Records from a point annotation dataset:
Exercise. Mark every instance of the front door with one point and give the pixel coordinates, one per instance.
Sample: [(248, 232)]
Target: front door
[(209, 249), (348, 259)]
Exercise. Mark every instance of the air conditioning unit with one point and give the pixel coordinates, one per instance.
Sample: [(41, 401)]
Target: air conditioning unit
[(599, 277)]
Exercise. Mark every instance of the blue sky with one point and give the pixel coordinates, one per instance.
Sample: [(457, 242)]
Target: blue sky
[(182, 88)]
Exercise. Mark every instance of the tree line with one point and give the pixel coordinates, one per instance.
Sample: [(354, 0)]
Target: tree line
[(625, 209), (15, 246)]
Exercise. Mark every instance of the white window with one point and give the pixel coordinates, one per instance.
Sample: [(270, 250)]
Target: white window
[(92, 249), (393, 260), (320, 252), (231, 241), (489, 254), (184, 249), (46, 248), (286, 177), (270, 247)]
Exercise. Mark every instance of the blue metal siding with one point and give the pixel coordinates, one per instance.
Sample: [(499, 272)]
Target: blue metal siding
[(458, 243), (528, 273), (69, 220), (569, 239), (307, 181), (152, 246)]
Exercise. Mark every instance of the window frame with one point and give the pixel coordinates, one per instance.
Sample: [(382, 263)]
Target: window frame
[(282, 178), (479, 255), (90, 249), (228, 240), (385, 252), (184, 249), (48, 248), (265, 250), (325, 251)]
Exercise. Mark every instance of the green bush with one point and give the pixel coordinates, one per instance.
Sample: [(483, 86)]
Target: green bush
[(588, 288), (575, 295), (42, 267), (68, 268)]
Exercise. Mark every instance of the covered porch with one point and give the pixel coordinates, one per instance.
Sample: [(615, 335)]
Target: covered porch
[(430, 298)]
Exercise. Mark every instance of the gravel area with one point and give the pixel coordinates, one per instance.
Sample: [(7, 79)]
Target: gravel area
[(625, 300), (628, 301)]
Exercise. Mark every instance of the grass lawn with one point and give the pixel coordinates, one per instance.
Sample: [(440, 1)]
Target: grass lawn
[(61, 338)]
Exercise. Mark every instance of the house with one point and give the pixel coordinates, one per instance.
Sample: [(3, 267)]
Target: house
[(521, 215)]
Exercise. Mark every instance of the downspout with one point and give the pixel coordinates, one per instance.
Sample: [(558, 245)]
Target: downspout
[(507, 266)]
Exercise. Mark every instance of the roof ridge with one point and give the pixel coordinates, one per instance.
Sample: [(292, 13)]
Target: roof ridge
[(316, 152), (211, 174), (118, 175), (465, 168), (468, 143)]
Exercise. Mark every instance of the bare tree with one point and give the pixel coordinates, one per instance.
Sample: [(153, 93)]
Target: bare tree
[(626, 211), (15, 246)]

## Your instructions
Transcribe all of the records above line for line, with no changes.

## Completed task
Exercise. Mark every instance of the front door with one point and give the pixel coordinates, one per instance.
Sample: [(248, 232)]
Target: front door
[(209, 249), (348, 259)]
Exercise. Mark every instance of the air conditioning unit with one point and give the pixel coordinates, one per instance.
Sample: [(41, 401)]
Target: air conditioning unit
[(599, 277)]
Exercise. Mark every instance of the blue sky with one point and give the pixel coordinates, one per instance.
Sample: [(457, 242)]
Target: blue sky
[(182, 88)]
Exercise. Mark every instance of the tree line with one point and give the pixel coordinates, one per instance.
Sample: [(354, 0)]
Target: tree line
[(625, 209), (15, 246)]
Exercise. Mark every instance of the white window with one point and give the pixel coordinates, one per instance.
Sample: [(270, 250)]
Target: white window
[(92, 249), (393, 260), (320, 252), (231, 241), (489, 254), (184, 249), (46, 248), (286, 177), (270, 247)]
Exercise. Mark every instance of the blue metal siding with one point and give the pixel coordinates, one per instance.
Sample: [(499, 272)]
Target: blue metal siding
[(458, 243), (528, 273), (69, 220), (569, 239), (307, 181), (152, 246)]
Exercise. Mark every instance of the window frame with one point and give the pixel coordinates, one per instance.
Sample: [(382, 263)]
Target: window frame
[(282, 178), (479, 255), (90, 249), (228, 240), (385, 252), (184, 249), (48, 248), (265, 250), (325, 251)]
Exercise. Mark every instance of the green bush with one point and give the pixel coordinates, one per instance.
Sample: [(483, 86)]
Target: green bush
[(588, 288), (575, 295), (42, 267), (68, 268)]
Exercise. Mark every instance of the covered porch with one point and give the pixel coordinates, one per instance.
Sample: [(615, 335)]
Target: covered porch
[(430, 298)]
Exercise. Mark every instance of the gravel area with one point and give the pixel coordinates, one per instance.
Sample: [(7, 79)]
Target: gravel area
[(625, 300), (628, 301)]
Exercise. Mark every instance of the grass lawn with one point and give the pixel coordinates, one per instance.
Sample: [(440, 1)]
Target: grass lawn
[(61, 338)]
Exercise. Mark every instance of the house with one point and give the pixel coordinates, one per instance.
Sample: [(3, 267)]
Target: house
[(521, 215)]
Exercise. Mark every instance of the downspout with one point and give the pixel coordinates, one per instance.
Sample: [(558, 245)]
Target: downspout
[(507, 266)]
Exercise. Mark every instance of the roof ridge with one point and give the pixel coordinates, one per instance.
Sample: [(292, 13)]
Target: roof ridge
[(316, 152), (211, 174), (118, 175), (465, 168), (468, 143)]
Exercise. Mark every instance of the bare tree with one point and give the pixel coordinates, one per instance.
Sample: [(153, 93)]
Target: bare tree
[(626, 211), (15, 246)]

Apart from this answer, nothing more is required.